• _Written request_:
Starting at the line that holds "[ ] locate the electrical outlet", copy every line exactly through the end of the data, and no others.

Start of Material

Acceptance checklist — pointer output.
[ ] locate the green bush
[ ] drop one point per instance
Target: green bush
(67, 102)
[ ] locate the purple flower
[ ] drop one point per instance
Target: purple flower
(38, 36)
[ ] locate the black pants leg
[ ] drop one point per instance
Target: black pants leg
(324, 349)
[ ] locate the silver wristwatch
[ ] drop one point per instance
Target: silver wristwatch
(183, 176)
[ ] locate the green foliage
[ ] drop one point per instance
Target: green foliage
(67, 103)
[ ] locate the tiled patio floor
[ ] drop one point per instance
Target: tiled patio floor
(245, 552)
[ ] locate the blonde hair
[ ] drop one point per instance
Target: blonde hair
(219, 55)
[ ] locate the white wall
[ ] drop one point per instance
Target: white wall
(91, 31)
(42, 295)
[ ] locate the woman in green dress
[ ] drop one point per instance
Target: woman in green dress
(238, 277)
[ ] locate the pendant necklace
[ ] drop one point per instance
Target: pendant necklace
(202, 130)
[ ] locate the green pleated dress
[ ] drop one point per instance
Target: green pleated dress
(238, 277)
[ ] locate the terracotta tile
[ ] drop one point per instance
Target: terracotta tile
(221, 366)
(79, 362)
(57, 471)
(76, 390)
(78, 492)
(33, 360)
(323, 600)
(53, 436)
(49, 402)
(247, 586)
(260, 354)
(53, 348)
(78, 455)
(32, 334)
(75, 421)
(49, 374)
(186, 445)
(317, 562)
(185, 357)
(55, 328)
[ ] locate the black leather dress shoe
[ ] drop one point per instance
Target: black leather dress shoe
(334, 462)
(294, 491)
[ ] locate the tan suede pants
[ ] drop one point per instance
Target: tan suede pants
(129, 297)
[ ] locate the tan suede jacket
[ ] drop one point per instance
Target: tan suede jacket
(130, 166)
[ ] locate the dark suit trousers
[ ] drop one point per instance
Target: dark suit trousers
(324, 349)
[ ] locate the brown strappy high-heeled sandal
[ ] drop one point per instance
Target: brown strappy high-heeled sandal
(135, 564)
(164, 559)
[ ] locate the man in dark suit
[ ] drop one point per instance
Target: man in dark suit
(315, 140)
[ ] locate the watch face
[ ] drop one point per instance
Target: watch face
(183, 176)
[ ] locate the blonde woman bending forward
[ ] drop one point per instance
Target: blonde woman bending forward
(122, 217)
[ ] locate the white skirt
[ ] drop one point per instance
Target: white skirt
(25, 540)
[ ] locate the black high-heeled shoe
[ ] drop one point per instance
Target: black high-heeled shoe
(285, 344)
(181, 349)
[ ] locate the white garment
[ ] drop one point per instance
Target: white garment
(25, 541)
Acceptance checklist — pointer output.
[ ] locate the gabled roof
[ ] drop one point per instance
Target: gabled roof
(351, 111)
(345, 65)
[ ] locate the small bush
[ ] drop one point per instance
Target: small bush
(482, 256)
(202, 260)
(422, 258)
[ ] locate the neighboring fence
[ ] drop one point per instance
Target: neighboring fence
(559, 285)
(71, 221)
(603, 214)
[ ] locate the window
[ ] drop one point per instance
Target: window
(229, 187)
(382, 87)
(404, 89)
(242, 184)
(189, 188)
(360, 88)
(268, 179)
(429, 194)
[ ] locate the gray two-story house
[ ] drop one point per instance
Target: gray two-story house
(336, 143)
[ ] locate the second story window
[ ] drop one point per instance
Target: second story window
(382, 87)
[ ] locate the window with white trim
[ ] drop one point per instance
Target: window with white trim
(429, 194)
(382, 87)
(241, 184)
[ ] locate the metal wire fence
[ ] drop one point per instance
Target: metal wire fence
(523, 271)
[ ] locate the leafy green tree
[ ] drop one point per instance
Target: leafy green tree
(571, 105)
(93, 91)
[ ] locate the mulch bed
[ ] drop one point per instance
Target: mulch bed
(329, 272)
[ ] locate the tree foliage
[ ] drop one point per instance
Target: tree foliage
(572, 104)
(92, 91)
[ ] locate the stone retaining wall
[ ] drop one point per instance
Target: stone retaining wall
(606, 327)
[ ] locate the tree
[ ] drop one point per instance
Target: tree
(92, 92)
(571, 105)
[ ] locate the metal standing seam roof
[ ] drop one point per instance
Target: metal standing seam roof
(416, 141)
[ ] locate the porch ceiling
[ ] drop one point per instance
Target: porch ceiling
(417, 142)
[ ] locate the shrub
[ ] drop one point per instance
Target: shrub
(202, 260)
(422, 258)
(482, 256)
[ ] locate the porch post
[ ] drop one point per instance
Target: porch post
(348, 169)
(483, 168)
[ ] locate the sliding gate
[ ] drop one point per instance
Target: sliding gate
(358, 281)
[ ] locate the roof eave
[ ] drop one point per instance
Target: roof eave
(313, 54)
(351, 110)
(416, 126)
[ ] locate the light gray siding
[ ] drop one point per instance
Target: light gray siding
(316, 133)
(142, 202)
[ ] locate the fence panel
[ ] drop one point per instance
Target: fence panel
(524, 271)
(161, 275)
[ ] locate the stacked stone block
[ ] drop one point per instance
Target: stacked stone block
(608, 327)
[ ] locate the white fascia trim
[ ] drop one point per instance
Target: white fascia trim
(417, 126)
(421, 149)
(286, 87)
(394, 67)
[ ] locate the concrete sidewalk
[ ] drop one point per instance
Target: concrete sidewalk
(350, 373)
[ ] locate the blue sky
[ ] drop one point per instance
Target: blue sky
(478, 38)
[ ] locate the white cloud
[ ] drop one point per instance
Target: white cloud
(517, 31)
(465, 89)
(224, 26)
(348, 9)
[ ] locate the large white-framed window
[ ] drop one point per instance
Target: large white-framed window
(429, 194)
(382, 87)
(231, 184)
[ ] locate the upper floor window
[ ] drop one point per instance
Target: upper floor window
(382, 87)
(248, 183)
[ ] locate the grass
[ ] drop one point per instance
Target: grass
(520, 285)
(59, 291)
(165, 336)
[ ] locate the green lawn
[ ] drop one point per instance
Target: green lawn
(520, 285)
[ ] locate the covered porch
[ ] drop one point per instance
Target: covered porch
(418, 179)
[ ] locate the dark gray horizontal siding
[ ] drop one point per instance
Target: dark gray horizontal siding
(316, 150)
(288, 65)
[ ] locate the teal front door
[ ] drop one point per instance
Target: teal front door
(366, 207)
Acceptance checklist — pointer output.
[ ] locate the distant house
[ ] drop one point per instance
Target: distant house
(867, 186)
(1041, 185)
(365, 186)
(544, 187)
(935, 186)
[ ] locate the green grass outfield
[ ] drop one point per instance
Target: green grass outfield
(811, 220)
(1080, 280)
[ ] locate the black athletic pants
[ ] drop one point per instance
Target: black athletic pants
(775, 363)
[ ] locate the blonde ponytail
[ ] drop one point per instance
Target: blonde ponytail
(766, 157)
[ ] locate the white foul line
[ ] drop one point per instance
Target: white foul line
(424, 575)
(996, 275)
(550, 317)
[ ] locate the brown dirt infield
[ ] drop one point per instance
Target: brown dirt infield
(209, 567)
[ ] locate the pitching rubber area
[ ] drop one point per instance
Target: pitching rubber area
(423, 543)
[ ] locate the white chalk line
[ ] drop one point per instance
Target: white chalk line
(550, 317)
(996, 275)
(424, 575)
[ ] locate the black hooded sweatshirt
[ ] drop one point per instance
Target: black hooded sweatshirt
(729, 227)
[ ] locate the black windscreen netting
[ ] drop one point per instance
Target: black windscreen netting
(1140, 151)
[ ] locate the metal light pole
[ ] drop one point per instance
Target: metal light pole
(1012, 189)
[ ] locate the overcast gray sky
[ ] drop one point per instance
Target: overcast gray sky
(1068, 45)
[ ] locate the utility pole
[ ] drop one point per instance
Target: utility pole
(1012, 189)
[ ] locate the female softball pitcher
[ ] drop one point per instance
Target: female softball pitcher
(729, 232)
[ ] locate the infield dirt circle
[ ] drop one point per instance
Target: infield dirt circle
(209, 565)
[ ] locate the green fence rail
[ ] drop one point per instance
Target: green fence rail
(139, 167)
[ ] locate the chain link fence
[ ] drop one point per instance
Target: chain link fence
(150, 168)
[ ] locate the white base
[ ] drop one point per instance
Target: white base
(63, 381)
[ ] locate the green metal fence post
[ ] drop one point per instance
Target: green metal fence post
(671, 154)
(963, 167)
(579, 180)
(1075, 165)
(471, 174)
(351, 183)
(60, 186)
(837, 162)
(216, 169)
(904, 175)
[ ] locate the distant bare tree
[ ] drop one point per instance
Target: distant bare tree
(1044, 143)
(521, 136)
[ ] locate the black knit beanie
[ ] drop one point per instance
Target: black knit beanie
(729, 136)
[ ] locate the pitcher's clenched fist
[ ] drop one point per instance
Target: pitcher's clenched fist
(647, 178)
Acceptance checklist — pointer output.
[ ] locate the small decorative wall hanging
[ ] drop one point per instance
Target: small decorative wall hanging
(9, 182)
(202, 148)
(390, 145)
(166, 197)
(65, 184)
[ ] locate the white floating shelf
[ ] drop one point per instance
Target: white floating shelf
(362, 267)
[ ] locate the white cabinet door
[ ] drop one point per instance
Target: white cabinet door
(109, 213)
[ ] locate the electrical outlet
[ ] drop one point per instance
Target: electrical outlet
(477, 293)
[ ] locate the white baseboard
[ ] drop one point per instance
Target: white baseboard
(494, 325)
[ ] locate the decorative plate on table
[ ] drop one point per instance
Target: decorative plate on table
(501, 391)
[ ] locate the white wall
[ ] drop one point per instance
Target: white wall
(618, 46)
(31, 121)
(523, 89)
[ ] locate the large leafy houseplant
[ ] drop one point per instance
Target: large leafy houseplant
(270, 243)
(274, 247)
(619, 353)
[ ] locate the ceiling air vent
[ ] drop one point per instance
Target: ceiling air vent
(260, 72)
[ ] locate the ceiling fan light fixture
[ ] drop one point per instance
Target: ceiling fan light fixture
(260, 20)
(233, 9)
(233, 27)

End of Material

• _Complete output_:
[ ] locate the electrical outlet
[ ] drop one point per instance
Target: electrical outlet
(477, 293)
[ ] locate the white baseboard
[ ] drop one point per instance
Target: white baseboard
(494, 325)
[ ] locate the decorative plate on table
[ ] drop one point per instance
Target: decorative plate on table
(501, 391)
[ ] locate the white wall
[ ] drop one point per instance
Target: white wall
(618, 46)
(31, 121)
(523, 89)
[ ] locate the large leafy houseplant
[ ] drop one point per instance
Target: large leafy houseplant
(270, 243)
(274, 247)
(619, 353)
[ ] locate the ceiling air vent
[ ] drop one point per instance
Target: ceiling air vent
(260, 72)
[ ] locate the ceiling fan light fixture
[ ] drop one point per instance
Target: ceiling fan light fixture
(260, 20)
(233, 9)
(233, 27)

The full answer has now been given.